*** Begin section ***
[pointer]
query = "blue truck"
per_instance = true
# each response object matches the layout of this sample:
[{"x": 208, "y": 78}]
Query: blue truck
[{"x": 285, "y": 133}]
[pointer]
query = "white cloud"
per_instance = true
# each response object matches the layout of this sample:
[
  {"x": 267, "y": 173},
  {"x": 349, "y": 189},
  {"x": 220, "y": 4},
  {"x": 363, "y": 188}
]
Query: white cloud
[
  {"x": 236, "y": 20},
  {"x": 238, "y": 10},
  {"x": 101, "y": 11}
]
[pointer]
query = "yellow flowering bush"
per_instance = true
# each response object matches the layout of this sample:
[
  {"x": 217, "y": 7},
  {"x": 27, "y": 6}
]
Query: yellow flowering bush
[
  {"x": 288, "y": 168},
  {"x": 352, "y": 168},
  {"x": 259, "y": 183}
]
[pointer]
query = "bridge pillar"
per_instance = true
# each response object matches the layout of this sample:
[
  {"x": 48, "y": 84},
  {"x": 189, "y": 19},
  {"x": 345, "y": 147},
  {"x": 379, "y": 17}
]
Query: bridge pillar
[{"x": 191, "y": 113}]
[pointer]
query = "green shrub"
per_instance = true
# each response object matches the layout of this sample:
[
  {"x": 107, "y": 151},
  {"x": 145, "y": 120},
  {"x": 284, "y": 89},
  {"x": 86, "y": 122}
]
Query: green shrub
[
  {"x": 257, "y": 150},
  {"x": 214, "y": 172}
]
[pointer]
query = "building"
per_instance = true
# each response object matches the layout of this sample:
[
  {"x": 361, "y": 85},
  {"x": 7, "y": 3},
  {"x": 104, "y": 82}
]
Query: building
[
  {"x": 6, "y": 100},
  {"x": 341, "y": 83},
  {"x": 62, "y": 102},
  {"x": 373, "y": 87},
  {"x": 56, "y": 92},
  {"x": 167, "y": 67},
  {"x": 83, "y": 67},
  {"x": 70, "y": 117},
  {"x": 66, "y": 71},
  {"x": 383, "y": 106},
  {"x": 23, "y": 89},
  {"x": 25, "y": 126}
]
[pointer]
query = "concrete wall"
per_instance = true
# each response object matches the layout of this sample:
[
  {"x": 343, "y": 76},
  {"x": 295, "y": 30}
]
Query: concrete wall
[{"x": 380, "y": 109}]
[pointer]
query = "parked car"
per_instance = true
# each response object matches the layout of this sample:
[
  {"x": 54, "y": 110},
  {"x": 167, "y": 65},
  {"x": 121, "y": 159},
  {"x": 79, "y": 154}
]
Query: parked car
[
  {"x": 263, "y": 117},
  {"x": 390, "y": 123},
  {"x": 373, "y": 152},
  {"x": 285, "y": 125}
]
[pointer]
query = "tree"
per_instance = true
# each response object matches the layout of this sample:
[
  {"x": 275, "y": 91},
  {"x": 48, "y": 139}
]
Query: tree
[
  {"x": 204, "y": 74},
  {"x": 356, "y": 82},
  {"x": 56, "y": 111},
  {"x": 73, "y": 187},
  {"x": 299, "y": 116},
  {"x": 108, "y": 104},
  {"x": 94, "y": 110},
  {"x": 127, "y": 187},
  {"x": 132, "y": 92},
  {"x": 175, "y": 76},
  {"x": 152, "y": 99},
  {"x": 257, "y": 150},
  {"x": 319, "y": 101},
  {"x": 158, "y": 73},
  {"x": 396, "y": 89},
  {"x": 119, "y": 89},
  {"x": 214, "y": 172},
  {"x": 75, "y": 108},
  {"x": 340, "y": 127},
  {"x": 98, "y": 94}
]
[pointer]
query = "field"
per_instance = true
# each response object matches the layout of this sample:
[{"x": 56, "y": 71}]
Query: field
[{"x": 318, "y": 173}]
*** End section ***
Task prompt :: The records above must be transcribed line for line, exactly.

Result below ::
[pointer]
query = "blue truck"
per_instance = true
# each response object matches the layout of this sample:
[{"x": 208, "y": 78}]
Query: blue truck
[{"x": 285, "y": 133}]
[pointer]
query = "white cloud"
per_instance = true
# each response object matches the layout of this sample:
[
  {"x": 267, "y": 173},
  {"x": 349, "y": 189},
  {"x": 220, "y": 4},
  {"x": 363, "y": 188}
]
Query: white cloud
[
  {"x": 236, "y": 20},
  {"x": 238, "y": 10},
  {"x": 101, "y": 11}
]
[pointer]
query = "yellow flowering bush"
per_instance = true
# each response object matches the layout of this sample:
[
  {"x": 217, "y": 7},
  {"x": 27, "y": 6}
]
Query: yellow flowering bush
[
  {"x": 288, "y": 168},
  {"x": 352, "y": 168},
  {"x": 259, "y": 183}
]
[pointer]
query = "bridge pillar"
per_instance = true
# each response object matches the layout of this sample:
[
  {"x": 48, "y": 84},
  {"x": 189, "y": 19},
  {"x": 345, "y": 147},
  {"x": 379, "y": 17}
]
Query: bridge pillar
[{"x": 191, "y": 113}]
[pointer]
query = "green shrub"
per_instance = true
# each response object matches the layout of this sample:
[
  {"x": 107, "y": 151},
  {"x": 145, "y": 120},
  {"x": 284, "y": 89},
  {"x": 86, "y": 122}
]
Query: green shrub
[
  {"x": 257, "y": 150},
  {"x": 214, "y": 172}
]
[pointer]
query = "building"
per_instance = true
# each response object matches the layout of this sample:
[
  {"x": 361, "y": 85},
  {"x": 7, "y": 3},
  {"x": 104, "y": 82}
]
Query: building
[
  {"x": 6, "y": 100},
  {"x": 341, "y": 83},
  {"x": 62, "y": 102},
  {"x": 373, "y": 87},
  {"x": 56, "y": 92},
  {"x": 167, "y": 67},
  {"x": 83, "y": 67},
  {"x": 70, "y": 117},
  {"x": 66, "y": 71},
  {"x": 383, "y": 106},
  {"x": 23, "y": 89},
  {"x": 25, "y": 126}
]
[pointer]
query = "concrete wall"
per_instance = true
# each response object matches the layout of this sample:
[
  {"x": 343, "y": 76},
  {"x": 295, "y": 30}
]
Query: concrete wall
[{"x": 380, "y": 109}]
[pointer]
query = "parked car"
per_instance = true
# each response object matches the layout of this sample:
[
  {"x": 54, "y": 110},
  {"x": 167, "y": 65},
  {"x": 121, "y": 159},
  {"x": 79, "y": 154}
]
Query: parked car
[
  {"x": 263, "y": 117},
  {"x": 390, "y": 123},
  {"x": 373, "y": 152},
  {"x": 285, "y": 125}
]
[pointer]
query = "tree"
per_instance = true
# each response object matches the layout of this sample:
[
  {"x": 275, "y": 91},
  {"x": 48, "y": 139}
]
Query: tree
[
  {"x": 204, "y": 74},
  {"x": 356, "y": 82},
  {"x": 56, "y": 111},
  {"x": 73, "y": 187},
  {"x": 299, "y": 116},
  {"x": 108, "y": 104},
  {"x": 94, "y": 110},
  {"x": 127, "y": 187},
  {"x": 132, "y": 92},
  {"x": 175, "y": 76},
  {"x": 152, "y": 99},
  {"x": 257, "y": 150},
  {"x": 319, "y": 101},
  {"x": 158, "y": 73},
  {"x": 396, "y": 89},
  {"x": 119, "y": 89},
  {"x": 214, "y": 172},
  {"x": 75, "y": 108},
  {"x": 340, "y": 127},
  {"x": 98, "y": 94}
]
[pointer]
query = "field"
per_instance = true
# each response object matches the layout of this sample:
[{"x": 56, "y": 71}]
Query: field
[{"x": 318, "y": 173}]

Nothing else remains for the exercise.